# [EXERCISE REQUIREMENTS]
Return the records that follow unaltered. Omit every picture.

# [TASK INPUTS]
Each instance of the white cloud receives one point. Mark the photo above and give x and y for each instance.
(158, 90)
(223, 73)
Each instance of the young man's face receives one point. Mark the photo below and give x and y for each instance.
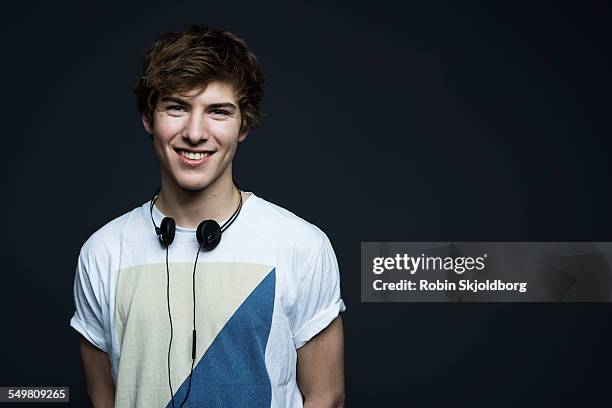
(195, 135)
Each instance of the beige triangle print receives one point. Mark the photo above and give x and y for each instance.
(143, 327)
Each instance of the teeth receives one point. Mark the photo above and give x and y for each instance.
(194, 156)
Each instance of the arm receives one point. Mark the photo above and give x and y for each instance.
(320, 368)
(100, 386)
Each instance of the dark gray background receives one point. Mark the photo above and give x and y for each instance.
(384, 122)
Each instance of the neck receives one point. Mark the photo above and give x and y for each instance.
(189, 208)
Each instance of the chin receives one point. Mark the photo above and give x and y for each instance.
(194, 185)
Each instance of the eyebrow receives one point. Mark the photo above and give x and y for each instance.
(186, 103)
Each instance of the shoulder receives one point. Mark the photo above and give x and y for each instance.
(106, 241)
(302, 243)
(288, 226)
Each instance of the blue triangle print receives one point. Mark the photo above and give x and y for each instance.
(232, 372)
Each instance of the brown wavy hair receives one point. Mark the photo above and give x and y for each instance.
(178, 62)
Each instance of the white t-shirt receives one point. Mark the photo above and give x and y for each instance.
(270, 285)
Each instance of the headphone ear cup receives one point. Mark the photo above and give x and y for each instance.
(208, 234)
(166, 229)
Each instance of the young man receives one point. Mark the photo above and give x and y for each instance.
(173, 308)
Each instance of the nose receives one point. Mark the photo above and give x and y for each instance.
(195, 129)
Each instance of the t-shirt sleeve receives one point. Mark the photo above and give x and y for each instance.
(319, 301)
(88, 300)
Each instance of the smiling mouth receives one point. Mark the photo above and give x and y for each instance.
(193, 158)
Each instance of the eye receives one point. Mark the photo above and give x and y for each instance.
(219, 112)
(176, 108)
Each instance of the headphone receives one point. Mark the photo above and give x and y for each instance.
(208, 235)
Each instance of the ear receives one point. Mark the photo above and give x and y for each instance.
(242, 135)
(146, 125)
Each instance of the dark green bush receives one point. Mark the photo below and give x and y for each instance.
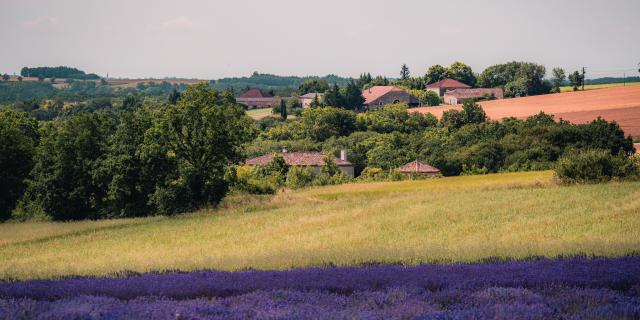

# [TASK SOLUTION]
Each instance of the white cloud receives one point. Mark the photo above and give x and y for each instance.
(158, 90)
(223, 73)
Each instance of the young man's face receives one point. Mark the photo below and give x and y for each instance.
(195, 135)
Each instance of the beige triangle print receives one point. Mark the photo above and give x and y for each instance.
(143, 327)
Each instance of the teeth receives one point. Mark the photo above and give x and y for each instance.
(194, 156)
Each instance of the arm receives one point. Mark the photo above and give x and y for each instance.
(320, 368)
(100, 386)
Each instance of the dark gray background receives one point. Mark the photo above and give x and y for each instance.
(384, 122)
Each instance of the neck receives one point. Mark the photo above and give x and y for each instance.
(189, 208)
Each instance of the chin receives one point. Mark the photo above and give x and y for each instance.
(194, 185)
Each instance of the eyebrow receives one point. Mark the photo above and give x and y for each instance.
(186, 103)
Each instance of the shoulder receives one point. Mark the photo above and give x and y for each instance.
(106, 241)
(302, 243)
(288, 226)
Each instance of the blue triangle print receives one point. Mark the photo above and give x and y for each instance.
(232, 372)
Each instance of the brown wavy hair receives one point. Mark the photo above and give x and y for each instance.
(178, 62)
Each instance of the white t-shirt receives one point. Mark the photo above and give x and y for each instance.
(270, 285)
Each instance of the headphone ear cup receives one point. Mark the photo above and give x and y for each instance.
(208, 234)
(166, 229)
Each instance of the young man receives one point. Mark the photo above and give x and y for each instance.
(173, 308)
Each instance of the nose receives one point. Mark the photo above and give x and y for each instance.
(195, 129)
Each instance of the t-shirt sleeve receives one point. Mark the photo above and give x and y for each instance.
(319, 301)
(88, 300)
Each instance of the smiling mouth receives one point. Mark the photo above and give x and y for each instance.
(193, 158)
Each instance of the eye receives one point. Mark the photo above and give x and y for each instance.
(219, 112)
(176, 108)
Each instance of the headphone receives one point. Mark the photo above and give x and y for each instance.
(208, 235)
Each instance of the ear receives one point. Mark the photo above and give x and y for each instance.
(242, 135)
(146, 125)
Each instance of the dark green bush receives one point. Mark the photo below and give x and y for each instance.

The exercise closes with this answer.